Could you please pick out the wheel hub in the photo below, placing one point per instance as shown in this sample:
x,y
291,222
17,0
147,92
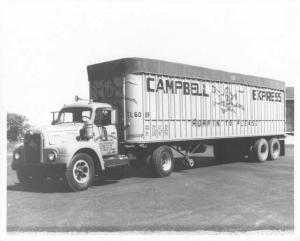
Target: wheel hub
x,y
81,171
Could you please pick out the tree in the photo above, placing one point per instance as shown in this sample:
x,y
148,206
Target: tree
x,y
16,126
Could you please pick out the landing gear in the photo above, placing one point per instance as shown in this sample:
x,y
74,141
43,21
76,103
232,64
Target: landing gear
x,y
189,162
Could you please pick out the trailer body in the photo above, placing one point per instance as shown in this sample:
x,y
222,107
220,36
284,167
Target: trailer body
x,y
160,101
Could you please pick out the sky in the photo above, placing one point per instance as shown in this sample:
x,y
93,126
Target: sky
x,y
46,46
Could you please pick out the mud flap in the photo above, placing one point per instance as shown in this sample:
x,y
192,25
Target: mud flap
x,y
282,147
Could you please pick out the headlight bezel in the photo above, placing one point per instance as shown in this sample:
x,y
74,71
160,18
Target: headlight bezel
x,y
51,156
16,156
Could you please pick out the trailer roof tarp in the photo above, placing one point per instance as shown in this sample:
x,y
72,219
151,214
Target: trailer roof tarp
x,y
111,69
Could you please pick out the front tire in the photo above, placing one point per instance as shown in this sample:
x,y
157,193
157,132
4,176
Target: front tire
x,y
162,161
80,173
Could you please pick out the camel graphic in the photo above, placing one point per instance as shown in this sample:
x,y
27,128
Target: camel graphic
x,y
227,100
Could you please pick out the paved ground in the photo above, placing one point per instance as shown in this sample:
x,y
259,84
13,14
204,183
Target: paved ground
x,y
238,196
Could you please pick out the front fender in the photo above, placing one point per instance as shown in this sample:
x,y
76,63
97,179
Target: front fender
x,y
67,150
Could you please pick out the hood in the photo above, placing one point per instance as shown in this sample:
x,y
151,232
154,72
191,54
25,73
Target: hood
x,y
61,133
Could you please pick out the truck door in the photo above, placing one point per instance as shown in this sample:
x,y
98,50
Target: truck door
x,y
106,131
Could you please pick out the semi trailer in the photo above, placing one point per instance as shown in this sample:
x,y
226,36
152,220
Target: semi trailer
x,y
141,111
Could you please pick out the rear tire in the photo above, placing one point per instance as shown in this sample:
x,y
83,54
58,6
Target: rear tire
x,y
162,161
274,148
260,150
80,172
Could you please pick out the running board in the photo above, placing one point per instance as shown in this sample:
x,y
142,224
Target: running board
x,y
114,161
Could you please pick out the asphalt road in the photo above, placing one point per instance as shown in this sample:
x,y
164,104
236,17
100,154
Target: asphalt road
x,y
240,196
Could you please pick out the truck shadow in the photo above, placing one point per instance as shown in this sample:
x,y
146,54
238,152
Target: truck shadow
x,y
113,176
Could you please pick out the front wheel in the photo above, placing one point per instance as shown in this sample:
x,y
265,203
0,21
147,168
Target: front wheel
x,y
81,172
162,161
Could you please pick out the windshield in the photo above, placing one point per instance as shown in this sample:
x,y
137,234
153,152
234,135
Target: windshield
x,y
74,114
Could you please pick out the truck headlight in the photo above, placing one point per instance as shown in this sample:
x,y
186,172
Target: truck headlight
x,y
17,156
52,156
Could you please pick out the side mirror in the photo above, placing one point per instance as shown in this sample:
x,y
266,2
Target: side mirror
x,y
114,117
54,117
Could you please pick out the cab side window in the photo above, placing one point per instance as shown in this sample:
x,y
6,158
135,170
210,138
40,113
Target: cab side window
x,y
102,117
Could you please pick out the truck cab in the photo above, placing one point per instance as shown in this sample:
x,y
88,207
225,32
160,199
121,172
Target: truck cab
x,y
79,144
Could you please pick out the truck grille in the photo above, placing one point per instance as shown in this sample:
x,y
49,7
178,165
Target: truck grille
x,y
33,148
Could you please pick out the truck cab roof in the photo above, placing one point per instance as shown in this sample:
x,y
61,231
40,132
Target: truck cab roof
x,y
93,105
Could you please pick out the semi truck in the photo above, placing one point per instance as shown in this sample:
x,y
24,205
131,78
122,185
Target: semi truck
x,y
142,111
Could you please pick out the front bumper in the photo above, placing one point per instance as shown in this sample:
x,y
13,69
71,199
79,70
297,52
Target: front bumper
x,y
56,169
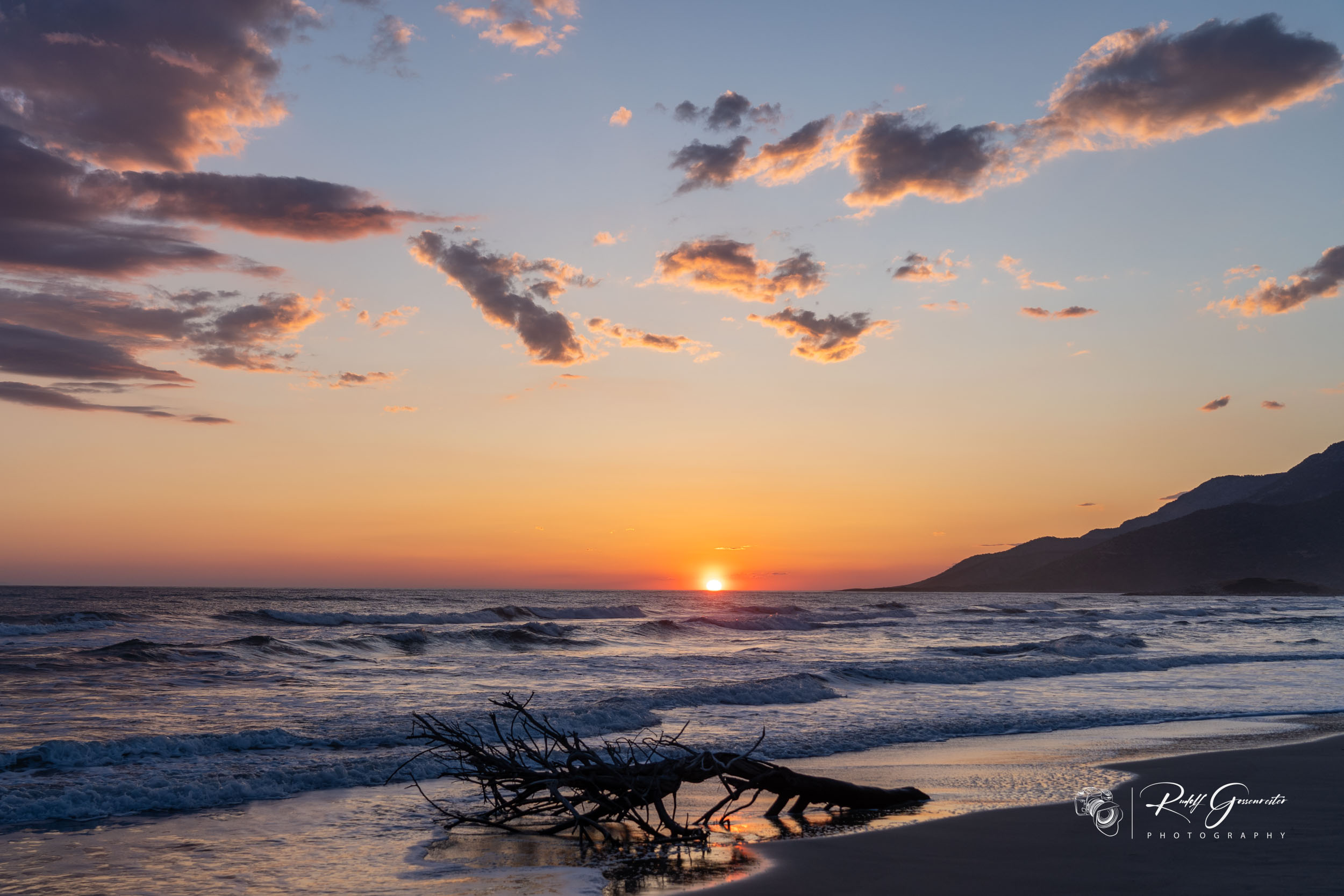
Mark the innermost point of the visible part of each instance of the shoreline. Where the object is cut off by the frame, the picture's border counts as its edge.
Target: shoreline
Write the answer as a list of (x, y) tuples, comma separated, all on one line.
[(1295, 848)]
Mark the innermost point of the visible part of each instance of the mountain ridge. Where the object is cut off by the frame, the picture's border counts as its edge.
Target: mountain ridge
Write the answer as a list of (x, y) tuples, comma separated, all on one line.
[(1049, 563)]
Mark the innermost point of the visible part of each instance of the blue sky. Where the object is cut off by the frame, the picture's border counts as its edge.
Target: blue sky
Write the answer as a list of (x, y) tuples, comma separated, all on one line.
[(969, 424)]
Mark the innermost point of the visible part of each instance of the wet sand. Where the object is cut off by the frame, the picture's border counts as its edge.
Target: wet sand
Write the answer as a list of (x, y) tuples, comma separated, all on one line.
[(1291, 848)]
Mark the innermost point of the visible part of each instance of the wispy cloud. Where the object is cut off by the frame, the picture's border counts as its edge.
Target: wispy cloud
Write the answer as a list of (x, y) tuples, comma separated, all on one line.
[(729, 112), (518, 25), (921, 269), (1073, 311), (507, 288), (1023, 276), (1132, 88), (721, 265), (631, 338), (35, 396), (826, 340), (1270, 297), (389, 320)]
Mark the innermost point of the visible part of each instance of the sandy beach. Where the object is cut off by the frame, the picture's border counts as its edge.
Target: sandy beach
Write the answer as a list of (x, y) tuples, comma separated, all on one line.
[(1052, 849)]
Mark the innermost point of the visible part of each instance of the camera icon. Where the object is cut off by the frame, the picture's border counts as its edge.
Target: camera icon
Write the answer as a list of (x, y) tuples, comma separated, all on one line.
[(1101, 806)]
* * *
■ **Exercise goal**
Look through the material above and print exactly the lines from the one containing "of the blue" to the one containing "Target: wet sand", both included, and nothing more.

■ **Finished exercise**
Mark the innermost point of the visible part of each instance of the blue sky. Where the object is cut off by the frame, the picture's border counts as its edge.
Target: blue sky
Write the answer as a list of (x, y) tuples, comma separated, all on one line.
[(969, 424)]
Mark the innermost point of the visible part of each instance of the wet sand. Where the object is cut off by the frame, the picture's border counts as its edge.
Target: wet sand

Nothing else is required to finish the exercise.